**Do this**
Locate every line below that contains the string "target" and copy each one out.
-- Material for this exercise start --
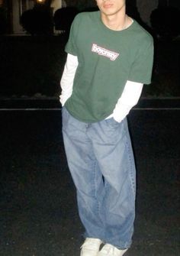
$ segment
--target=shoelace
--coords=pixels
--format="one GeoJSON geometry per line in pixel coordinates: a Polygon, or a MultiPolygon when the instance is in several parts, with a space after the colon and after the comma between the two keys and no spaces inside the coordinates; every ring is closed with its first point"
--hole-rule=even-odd
{"type": "Polygon", "coordinates": [[[95,240],[90,240],[88,239],[88,241],[85,241],[84,244],[81,246],[81,248],[83,249],[88,249],[91,251],[97,250],[97,248],[100,245],[100,242],[95,243],[95,240]]]}
{"type": "MultiPolygon", "coordinates": [[[[102,248],[103,253],[108,254],[113,254],[115,251],[115,248],[114,248],[112,245],[106,244],[103,248],[102,248]]],[[[114,254],[115,255],[115,254],[114,254]]]]}

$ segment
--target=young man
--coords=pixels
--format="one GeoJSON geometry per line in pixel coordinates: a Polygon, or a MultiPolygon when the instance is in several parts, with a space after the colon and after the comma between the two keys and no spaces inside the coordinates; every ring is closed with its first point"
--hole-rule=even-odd
{"type": "Polygon", "coordinates": [[[100,11],[76,16],[66,46],[63,133],[85,229],[81,256],[121,256],[131,245],[136,193],[126,116],[150,83],[153,42],[125,0],[96,2],[100,11]]]}

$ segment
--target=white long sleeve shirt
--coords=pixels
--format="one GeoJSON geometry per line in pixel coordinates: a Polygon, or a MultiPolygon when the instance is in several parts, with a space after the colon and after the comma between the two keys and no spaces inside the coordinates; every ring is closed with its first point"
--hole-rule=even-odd
{"type": "MultiPolygon", "coordinates": [[[[72,95],[73,81],[78,64],[78,57],[68,53],[60,81],[62,92],[59,99],[63,106],[72,95]]],[[[107,118],[113,117],[115,121],[121,122],[128,115],[130,109],[138,102],[143,86],[143,83],[127,80],[113,113],[107,118]]]]}

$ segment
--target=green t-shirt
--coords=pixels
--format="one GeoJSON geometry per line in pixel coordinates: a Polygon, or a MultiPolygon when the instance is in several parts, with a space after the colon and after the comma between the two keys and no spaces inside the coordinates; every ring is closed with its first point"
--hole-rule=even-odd
{"type": "Polygon", "coordinates": [[[78,57],[73,89],[65,105],[76,118],[95,122],[110,115],[127,80],[150,83],[153,41],[137,21],[108,28],[100,11],[78,15],[66,51],[78,57]]]}

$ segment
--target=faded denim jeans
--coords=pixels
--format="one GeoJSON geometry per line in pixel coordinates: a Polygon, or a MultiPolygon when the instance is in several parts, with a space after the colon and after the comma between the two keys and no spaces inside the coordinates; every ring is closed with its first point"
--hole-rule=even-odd
{"type": "Polygon", "coordinates": [[[85,123],[63,108],[63,134],[85,237],[130,246],[136,169],[127,122],[85,123]]]}

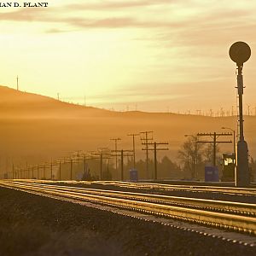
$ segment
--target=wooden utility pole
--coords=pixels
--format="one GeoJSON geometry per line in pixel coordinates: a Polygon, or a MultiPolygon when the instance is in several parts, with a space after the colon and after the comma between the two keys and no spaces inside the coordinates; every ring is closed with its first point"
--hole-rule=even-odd
{"type": "MultiPolygon", "coordinates": [[[[114,152],[117,152],[117,142],[120,141],[121,139],[119,137],[113,137],[110,139],[111,141],[114,141],[114,152]]],[[[115,156],[115,170],[117,171],[117,162],[118,162],[118,156],[116,154],[115,156]]]]}
{"type": "Polygon", "coordinates": [[[17,81],[17,90],[19,90],[19,77],[18,76],[16,78],[16,81],[17,81]]]}
{"type": "Polygon", "coordinates": [[[153,140],[153,131],[146,131],[140,132],[140,134],[143,135],[143,137],[141,137],[142,145],[145,145],[145,148],[143,148],[143,150],[146,151],[146,172],[147,178],[148,178],[148,144],[153,140]]]}
{"type": "Polygon", "coordinates": [[[139,136],[139,133],[129,133],[127,136],[132,136],[132,148],[133,148],[133,169],[135,169],[136,160],[135,160],[135,137],[139,136]]]}
{"type": "MultiPolygon", "coordinates": [[[[148,150],[153,150],[154,151],[154,179],[157,180],[157,157],[156,157],[156,152],[160,150],[169,150],[168,148],[157,148],[159,145],[168,145],[168,143],[149,143],[148,145],[151,145],[154,148],[149,148],[148,150]]],[[[146,148],[143,148],[143,150],[146,150],[146,148]]]]}
{"type": "Polygon", "coordinates": [[[224,132],[224,133],[197,133],[198,137],[210,137],[212,141],[197,141],[197,143],[212,143],[213,146],[213,157],[212,157],[212,165],[213,166],[216,166],[216,148],[217,145],[218,143],[232,143],[232,141],[222,141],[222,142],[218,142],[217,139],[219,137],[223,136],[232,136],[233,134],[230,132],[224,132]]]}

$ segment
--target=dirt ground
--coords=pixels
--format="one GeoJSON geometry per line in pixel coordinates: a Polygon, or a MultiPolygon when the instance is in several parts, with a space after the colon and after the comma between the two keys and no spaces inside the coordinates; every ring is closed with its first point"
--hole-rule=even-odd
{"type": "Polygon", "coordinates": [[[256,248],[0,188],[0,255],[256,255],[256,248]]]}

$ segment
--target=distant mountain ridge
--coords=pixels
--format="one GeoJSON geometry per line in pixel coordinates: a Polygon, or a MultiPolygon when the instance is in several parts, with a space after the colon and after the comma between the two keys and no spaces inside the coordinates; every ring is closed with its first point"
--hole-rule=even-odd
{"type": "MultiPolygon", "coordinates": [[[[170,150],[164,154],[177,160],[184,135],[230,131],[223,126],[236,130],[236,117],[113,112],[0,86],[0,172],[5,166],[11,168],[12,161],[38,163],[76,150],[113,149],[113,137],[122,138],[119,148],[131,149],[127,134],[144,131],[154,131],[153,141],[168,142],[170,150]]],[[[256,156],[255,134],[256,117],[245,117],[245,137],[252,156],[256,156]]],[[[144,158],[138,137],[136,143],[138,157],[144,158]]],[[[231,152],[232,145],[222,148],[231,152]]]]}

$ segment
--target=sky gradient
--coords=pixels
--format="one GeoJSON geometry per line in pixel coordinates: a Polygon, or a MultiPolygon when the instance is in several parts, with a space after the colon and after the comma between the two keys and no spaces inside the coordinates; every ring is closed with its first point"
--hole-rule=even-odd
{"type": "MultiPolygon", "coordinates": [[[[22,1],[18,1],[22,2],[22,1]]],[[[254,1],[51,0],[0,9],[0,84],[116,110],[236,106],[230,46],[252,49],[245,106],[256,107],[254,1]]]]}

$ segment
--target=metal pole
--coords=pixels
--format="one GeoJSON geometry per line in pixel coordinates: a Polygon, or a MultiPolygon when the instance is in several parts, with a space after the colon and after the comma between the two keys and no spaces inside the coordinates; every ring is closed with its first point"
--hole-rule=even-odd
{"type": "Polygon", "coordinates": [[[124,150],[121,150],[121,181],[124,180],[124,150]]]}

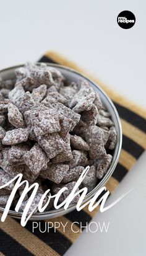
-- Material for this exercise end --
**Answer for the task**
--target=shoelace
--target=young man
--target=white long sleeve shirt
--target=green t-shirt
--target=faded denim jeans
--target=wooden utility pole
--target=dirt ground
--target=distant mountain ridge
--target=sky gradient
--target=metal pole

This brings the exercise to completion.